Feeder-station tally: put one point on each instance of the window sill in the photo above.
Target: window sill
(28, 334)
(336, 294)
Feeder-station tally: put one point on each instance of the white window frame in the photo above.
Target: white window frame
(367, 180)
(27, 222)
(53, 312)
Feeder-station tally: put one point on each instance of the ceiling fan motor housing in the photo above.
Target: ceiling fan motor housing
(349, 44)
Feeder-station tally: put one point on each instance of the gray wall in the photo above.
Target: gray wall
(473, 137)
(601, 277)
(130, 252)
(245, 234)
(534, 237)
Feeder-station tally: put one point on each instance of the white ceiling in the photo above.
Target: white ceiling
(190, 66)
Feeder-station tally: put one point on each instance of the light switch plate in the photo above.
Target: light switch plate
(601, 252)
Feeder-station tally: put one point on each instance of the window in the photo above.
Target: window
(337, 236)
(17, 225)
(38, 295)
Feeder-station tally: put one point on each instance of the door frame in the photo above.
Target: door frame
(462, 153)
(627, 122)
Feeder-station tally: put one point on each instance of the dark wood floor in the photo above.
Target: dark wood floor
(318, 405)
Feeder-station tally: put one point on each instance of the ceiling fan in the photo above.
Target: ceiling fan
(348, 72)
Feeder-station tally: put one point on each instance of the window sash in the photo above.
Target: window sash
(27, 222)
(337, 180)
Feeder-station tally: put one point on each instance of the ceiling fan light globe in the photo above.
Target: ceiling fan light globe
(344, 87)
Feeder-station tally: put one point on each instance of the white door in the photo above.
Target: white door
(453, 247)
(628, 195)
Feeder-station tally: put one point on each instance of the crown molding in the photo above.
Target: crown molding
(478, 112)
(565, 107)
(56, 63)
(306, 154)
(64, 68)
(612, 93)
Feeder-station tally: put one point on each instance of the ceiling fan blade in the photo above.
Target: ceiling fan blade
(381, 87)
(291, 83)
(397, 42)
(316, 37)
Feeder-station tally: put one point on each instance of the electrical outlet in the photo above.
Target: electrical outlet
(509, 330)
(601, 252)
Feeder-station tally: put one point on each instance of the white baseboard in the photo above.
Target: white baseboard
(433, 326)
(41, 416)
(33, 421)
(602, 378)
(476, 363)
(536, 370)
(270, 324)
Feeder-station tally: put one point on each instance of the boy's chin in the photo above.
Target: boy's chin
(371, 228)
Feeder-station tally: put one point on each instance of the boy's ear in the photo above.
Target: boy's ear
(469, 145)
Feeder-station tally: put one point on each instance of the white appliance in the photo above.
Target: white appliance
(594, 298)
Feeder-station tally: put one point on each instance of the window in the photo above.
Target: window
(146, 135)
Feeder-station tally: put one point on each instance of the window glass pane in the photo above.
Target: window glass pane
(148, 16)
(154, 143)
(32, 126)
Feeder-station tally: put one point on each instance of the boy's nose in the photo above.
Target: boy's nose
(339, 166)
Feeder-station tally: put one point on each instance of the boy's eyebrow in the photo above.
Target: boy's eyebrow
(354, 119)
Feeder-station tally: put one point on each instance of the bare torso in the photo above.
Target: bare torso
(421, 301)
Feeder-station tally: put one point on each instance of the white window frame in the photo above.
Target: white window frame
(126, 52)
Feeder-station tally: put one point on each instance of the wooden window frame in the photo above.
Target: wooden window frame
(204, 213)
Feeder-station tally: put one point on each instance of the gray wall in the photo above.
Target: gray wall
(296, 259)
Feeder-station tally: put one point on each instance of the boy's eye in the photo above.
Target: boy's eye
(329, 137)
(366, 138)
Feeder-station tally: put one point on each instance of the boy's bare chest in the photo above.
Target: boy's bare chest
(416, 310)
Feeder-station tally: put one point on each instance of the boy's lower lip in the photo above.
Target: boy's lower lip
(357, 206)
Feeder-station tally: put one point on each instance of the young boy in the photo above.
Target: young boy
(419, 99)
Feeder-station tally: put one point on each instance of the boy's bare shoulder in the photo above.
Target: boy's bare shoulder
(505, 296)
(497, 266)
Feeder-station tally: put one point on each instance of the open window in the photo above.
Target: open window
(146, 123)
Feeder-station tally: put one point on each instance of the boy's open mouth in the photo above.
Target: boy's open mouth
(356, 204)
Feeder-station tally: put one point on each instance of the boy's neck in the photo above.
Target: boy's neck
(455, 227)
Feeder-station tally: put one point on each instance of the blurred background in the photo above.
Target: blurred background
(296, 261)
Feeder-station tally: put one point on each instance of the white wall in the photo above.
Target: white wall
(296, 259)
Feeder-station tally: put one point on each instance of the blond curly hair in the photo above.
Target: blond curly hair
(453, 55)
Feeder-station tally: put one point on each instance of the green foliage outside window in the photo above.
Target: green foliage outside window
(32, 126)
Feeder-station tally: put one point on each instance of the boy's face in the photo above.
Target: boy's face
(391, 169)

-------------------------

### What is expected
What you give back must match the material word for word.

### Your solution
Feeder-station tally: put one point on each instance of the window sill in the photo above.
Target: window sill
(28, 334)
(336, 294)
Feeder-station tally: put one point on each instance of the white window frame in the photo above.
Target: white window frame
(367, 180)
(27, 222)
(53, 312)
Feeder-station tally: put one point on each instance of the ceiling fan motor housing in the photo above.
Target: ceiling fan motor housing
(349, 44)
Feeder-station tally: put one point on each instance of the gray wall in the photo above.
Target: gray wall
(473, 137)
(601, 277)
(130, 252)
(245, 234)
(534, 237)
Feeder-station tally: put one point on each instance of the white ceiling in the photo above.
Target: white ceiling
(190, 66)
Feeder-station tally: put one point on each instance of the light switch plate in the photo above.
Target: light switch plate
(601, 252)
Feeder-station tally: put one point on each instance of the window in the photo above.
Target: window
(337, 236)
(17, 225)
(38, 295)
Feeder-station tally: put one point on each instance of the door frame in the photo above.
Target: door frame
(462, 153)
(627, 122)
Feeder-station tally: put one point on each instance of the dark wood floor in the photo above.
Target: dark wood floor
(318, 405)
Feeder-station tally: put one point on each instance of the ceiling fan in the photo above.
Target: ceiling fan
(348, 72)
Feeder-station tally: put one point on each instance of the window sash in the photo above.
Target: window sash
(27, 222)
(337, 180)
Feeder-station tally: put one point on each instance of the ceiling fan light globe in the photo above.
Target: ceiling fan light globe
(344, 87)
Feeder-station tally: put one point on each instance of the white door in the photo above.
Target: white door
(453, 247)
(628, 195)
Feeder-station tally: put one point on each instance of the crown molding in the photo above.
Target: crown molding
(478, 112)
(565, 107)
(56, 63)
(306, 154)
(64, 68)
(612, 93)
Feeder-station tally: put one point on each instance of the ceiling fan blade in the photo above.
Target: ceiling fan blade
(381, 87)
(291, 83)
(397, 42)
(316, 37)
Feeder-station tally: put one point on each instance of the electrical outlet in the photo above.
Target: electrical outlet
(509, 330)
(601, 252)
Feeder-station tally: put one point on each instance of the white baseboard in the photo above.
Target: white baseboard
(433, 326)
(41, 416)
(33, 421)
(602, 378)
(476, 363)
(536, 370)
(270, 324)
Feeder-station tally: put one point on each instance of the boy's chin in the photo above.
Target: boy's chin
(371, 228)
Feeder-station tally: put one point on each instance of the boy's ear in the photo above.
Target: boy's ear
(469, 145)
Feeder-station tally: put one point on each instance of the white appliance in the photo above.
Target: white appliance
(594, 298)
Feeder-station tally: put one point on each instance of the window in the photo above.
Target: window
(146, 135)
Feeder-station tally: put one point on each instance of the window glass pane in the photo above.
Target: window glass pane
(148, 16)
(154, 143)
(32, 126)
Feeder-station tally: put one point on each instance of the boy's nose in the photo above.
Target: boy's nose
(339, 166)
Feeder-station tally: put one point on each instance of the boy's eyebrow in the photo above.
Target: boy's eyebrow
(354, 119)
Feeder-station tally: put one point on each instance of the bare torso in the photo above.
Target: bare torso
(421, 301)
Feeder-station tally: put one point on each instance of the white window frame in the photo above.
Target: white window frame
(126, 52)
Feeder-station tally: put one point on each instance of the wooden window frame in the photo above.
Target: wooden window frame
(204, 213)
Feeder-station tally: put one point on each instance of the gray wall in the photo above.
Target: gray wall
(296, 259)
Feeder-station tally: put one point on each instance of the boy's eye in the photo above.
Target: boy's eye
(329, 137)
(366, 138)
Feeder-station tally: put one point on each instance of the boy's bare chest in the photo above.
Target: boy's bare chest
(416, 310)
Feeder-station tally: put one point on each instance of the boy's lower lip in the photo above.
Target: boy's lower lip
(357, 206)
Feeder-station tally: put one point on each instance of the young boy in the photo above.
Target: young boy
(419, 99)
Feeder-station tally: put one point on each instance of the boy's bare shoulder in the photo above.
Target: boy's bare shoulder
(505, 296)
(497, 266)
Feeder-station tally: put one point on each instance of the open window in the photo above.
Target: open window
(146, 123)
Feeder-station tally: put one point on each instance of the boy's open mouth in the photo above.
Target: boy's open mouth
(356, 204)
Feeder-station tally: put one point on each instance of the boy's neck in the photo above.
Target: boy's neck
(455, 227)
Feeder-station tally: put one point on each instance of the blurred background in the photo above.
Target: blurred background
(296, 261)
Feeder-station tally: put one point on each instance of the white wall in the photo above.
Target: white wall
(296, 259)
Feeder-station tally: put one point on each instance of the blond curly hair in the photo above.
Target: blond curly hair
(453, 55)
Feeder-station tally: put one point on each instance of the green foliage outside window in the photo above.
Target: green foliage outside window
(32, 126)
Feeder-station tally: put one point on each instance of the boy's face in the photo above.
Target: boy's face
(391, 169)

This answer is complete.